— start of Excerpt —

What building types serve the last mile?
There is no single last-mile building. At the simplest end, ordinary industrial and warehouse units, often older multi-let stock on estates inside or near towns, are pressed into last-mile service because their location is right even if their specification is dated. At the more sophisticated end sit purpose-built parcel hubs designed around fast van loading, with layouts that let vehicles enter, load and leave with minimal manoeuvring. The common requirement across all of them is location: a building that is perfect in every respect but in the wrong place cannot serve the last mile.
Specialist layouts have emerged to handle the particular flow of last-mile operations, which is many small outbound loads onto vans rather than a few large loads onto lorries. Cross-docked units, where goods pass straight through from one side to the other, and E-shaped or T-shaped urban units designed to maximise loading frontage, both speed the turnaround of a fleet of delivery vehicles. Yard space for vans, secure parking and good access at the times vans come and go all matter more than the deep HGV yards a big-box distribution centre needs.
| Type | What it is | Why it serves the last mile |
|---|---|---|
| Repurposed multi-let units | Older industrial units near towns | Right location, even if dated specification |
| Purpose-built parcel hubs | Modern depots designed for vans | Fast van loading and turnaround |
| Cross-docked units | Goods pass straight through | Speeds the flow onto delivery vehicles |
| E-shaped or T-shaped urban units | Layouts maximising loading frontage | More doors per site for van fleets |
Much of this stock overlaps with multi-let industrial estates, which is why investors in multi-let estates have benefited from last-mile demand even where the units were never marketed as logistics. A unit that simply happens to sit in the right place, with reasonable access and a lease that allows B8 distribution use, can let to a last-mile operator at a premium to its traditional industrial value. Our guide to big-box versus multi-let covers how this end of the market behaves.
How does last-mile relate to urban logistics?
Last-mile and urban logistics overlap heavily but are not quite the same thing. Urban logistics is the broader category: logistics property located in or close to urban areas, serving the city it sits in, whatever the specific function. Last-mile logistics is a use within that category, the final-delivery function, which by definition needs urban or near-urban property. So most last-mile property is urban logistics property, but not all urban logistics property is last-mile; an urban unit might serve regional distribution or trade supply rather than doorstep delivery.
The distinction matters for an investor because the demand drivers differ slightly. Urban logistics demand comes from everything that needs to be near a city, including last-mile delivery but also trade counters, service businesses and regional distribution. Last-mile demand comes specifically from the growth of home delivery. A building that can serve both is more resilient than one that depends on a single operator's delivery model, which is one reason flexible, well-located multi-let units have proved such durable assets.

— end of Excerpt —
— start of Information given —

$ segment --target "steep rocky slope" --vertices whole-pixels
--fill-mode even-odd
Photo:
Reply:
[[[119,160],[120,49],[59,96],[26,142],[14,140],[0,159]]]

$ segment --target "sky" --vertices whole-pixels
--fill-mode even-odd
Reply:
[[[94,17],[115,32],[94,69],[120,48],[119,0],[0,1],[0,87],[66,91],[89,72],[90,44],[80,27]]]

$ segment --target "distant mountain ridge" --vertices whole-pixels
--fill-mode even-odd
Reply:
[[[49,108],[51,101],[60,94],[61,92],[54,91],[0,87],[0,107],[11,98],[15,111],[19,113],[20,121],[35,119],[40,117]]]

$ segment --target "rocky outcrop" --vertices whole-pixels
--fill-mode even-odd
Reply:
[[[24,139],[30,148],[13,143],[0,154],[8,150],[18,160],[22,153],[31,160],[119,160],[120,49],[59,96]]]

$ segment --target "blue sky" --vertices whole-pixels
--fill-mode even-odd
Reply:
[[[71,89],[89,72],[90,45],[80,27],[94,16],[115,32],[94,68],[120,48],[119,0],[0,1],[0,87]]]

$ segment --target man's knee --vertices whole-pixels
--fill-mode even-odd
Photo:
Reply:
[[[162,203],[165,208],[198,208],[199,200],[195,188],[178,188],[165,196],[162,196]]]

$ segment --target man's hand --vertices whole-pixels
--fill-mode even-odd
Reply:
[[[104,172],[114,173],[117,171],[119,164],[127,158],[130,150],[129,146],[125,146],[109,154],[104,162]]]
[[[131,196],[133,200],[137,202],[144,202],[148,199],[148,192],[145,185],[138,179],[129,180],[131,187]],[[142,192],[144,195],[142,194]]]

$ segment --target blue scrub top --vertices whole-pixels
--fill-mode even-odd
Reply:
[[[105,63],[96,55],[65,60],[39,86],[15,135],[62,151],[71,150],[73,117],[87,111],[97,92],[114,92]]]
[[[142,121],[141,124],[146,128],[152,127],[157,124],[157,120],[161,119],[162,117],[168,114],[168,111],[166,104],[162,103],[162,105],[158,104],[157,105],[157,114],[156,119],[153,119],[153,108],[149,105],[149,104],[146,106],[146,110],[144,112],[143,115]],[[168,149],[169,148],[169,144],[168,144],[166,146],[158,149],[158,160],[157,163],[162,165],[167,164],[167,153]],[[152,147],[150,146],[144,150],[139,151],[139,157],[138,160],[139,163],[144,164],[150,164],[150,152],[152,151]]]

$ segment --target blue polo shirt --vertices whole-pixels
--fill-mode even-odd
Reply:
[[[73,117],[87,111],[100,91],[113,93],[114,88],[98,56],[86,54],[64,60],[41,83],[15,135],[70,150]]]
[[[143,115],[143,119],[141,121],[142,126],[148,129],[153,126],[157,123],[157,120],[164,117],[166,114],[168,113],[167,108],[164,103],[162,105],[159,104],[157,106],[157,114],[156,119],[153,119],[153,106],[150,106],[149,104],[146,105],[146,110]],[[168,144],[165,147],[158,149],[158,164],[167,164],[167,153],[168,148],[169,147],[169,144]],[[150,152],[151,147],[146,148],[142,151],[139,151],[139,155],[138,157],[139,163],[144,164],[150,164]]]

— end of Information given —

What you will do>
• a. Can you return the stretch of the last-mile logistics excerpt from "The distinction matters" through "such durable assets.", copied word for word?
• b. How would you put this sentence from the last-mile logistics excerpt into Spanish: "Last-mile demand comes specifically from the growth of home delivery."?

Answers to the problems>
• a.
The distinction matters for an investor because the demand drivers differ slightly. Urban logistics demand comes from everything that needs to be near a city, including last-mile delivery but also trade counters, service businesses and regional distribution. Last-mile demand comes specifically from the growth of home delivery. A building that can serve both is more resilient than one that depends on a single operator's delivery model, which is one reason flexible, well-located multi-let units have proved such durable assets.

• b. La demanda de última milla proviene específicamente del crecimiento de la entrega a domicilio.